▸ **TEXTO PARA LEER**
○ ○ ○ ○ ○ ○ ○

Buenos días de verano tengan ustedes! Superado el Rubicón del 21 de junio, día de solsticio y de mi santo, nos hemos metido ya en la harina del estío. Si son ustedes de los que disfrutan con ello, genial. Les deseo lo mejor. En mi caso, les informo de que ya estoy un poco hasta el moño de los calores y los sudores, con los lugares que me gustan y que he elegido para vivir absolutamente atiborrados de personas, y siendo verdaderamente difícil tomar un café en la terraza favorita de uno, comprar algo en el mercado o incluso aparcar. Todo a tope, aunque la cosa no haya hecho más que empezar... ¿Se lo imaginan en pleno agosto?

Pero bueno, no seamos rosmones. Ahora toca verano, y ya está. Disfrutemos lo que podamos disfrutar, cada uno con su medida y su talante, y procuremos no angustiarnos demasiado con los inconvenientes. Porque es bien cierto que nada en la vida es absolutamente plano. Todo tiene sus ventajas y sus inconvenientes, sus pros y sus contras. Y sí, incluso el verano tiene cosas buenas. Claro que sí.

Y no me interpreten mal. Que diga que no me gusta el verano no significa nada más que eso, que el calor tan exagerado y el ocio de todos a la vez hacen que esta no sea mi estación favorita. Pero nada más. Fíjense, me apasiona la playa, por ejemplo, aunque para mí la misma sea una experiencia salvaje, casi telúrica, de contacto con la Madre Naturaleza. Por eso no, no me gusta la playa toalla con toalla y con varios partidos de fútbol a la vez, la playa urbana -aunque reconozca que tener Orzán-Riazor en el centro de la ciudad, o la fantástica San Amaro es un lujo- o los arenales con servicios de todo tipo. Precisamente porque me gusta la playa no me gusta cualquier playa, a cualquier precio. A mí me gusta la playa tranquila, donde no se oye nada y no se ve casi a nadie, donde uno se funde con el paisaje, y donde el silencio es una virtud. Y de eso, sabiendo buscar, también hay mucho y muy bueno en nuestra querida Galicia. Y tanto.

○ ○ ○ ○ ○ ○ ○

▸ **LISTADO FACILITADO**
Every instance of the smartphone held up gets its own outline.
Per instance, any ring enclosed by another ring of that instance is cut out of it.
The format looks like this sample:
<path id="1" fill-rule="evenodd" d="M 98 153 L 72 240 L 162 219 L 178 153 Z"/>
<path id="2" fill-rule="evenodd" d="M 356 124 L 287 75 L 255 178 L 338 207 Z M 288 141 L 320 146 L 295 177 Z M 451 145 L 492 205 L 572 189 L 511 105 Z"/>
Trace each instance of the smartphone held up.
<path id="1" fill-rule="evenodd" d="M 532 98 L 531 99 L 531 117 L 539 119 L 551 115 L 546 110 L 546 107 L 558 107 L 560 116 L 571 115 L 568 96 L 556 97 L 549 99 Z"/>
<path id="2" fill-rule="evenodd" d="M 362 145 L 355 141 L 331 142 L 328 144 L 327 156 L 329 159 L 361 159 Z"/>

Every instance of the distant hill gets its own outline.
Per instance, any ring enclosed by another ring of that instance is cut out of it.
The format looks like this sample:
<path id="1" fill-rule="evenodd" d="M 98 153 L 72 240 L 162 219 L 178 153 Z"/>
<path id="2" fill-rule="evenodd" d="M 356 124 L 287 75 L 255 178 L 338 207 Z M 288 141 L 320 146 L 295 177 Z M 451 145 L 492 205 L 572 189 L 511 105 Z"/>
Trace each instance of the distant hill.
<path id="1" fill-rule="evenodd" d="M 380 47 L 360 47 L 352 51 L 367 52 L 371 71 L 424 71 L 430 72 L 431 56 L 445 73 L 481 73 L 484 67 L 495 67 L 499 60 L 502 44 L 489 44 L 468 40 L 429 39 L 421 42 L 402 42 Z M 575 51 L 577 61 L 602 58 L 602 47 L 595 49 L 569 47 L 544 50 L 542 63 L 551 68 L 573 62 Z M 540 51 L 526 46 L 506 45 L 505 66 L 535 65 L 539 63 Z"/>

○ ○ ○ ○ ○ ○ ○

▸ **TAREAS PROPUESTAS**
1/ En el texto sobre el verano, ¿qué día celebra su santo quien escribe?
2/ Enumera todas las cosas que, según el texto sobre el verano, resultan verdaderamente difíciles de hacer por estar todo atiborrado de personas.

▸ **RESPUESTAS RESUELTAS**
1/ El 21 de junio, día del solsticio.

2/
- Tomar un café en la terraza favorita de uno
- Comprar algo en el mercado
- Aparcar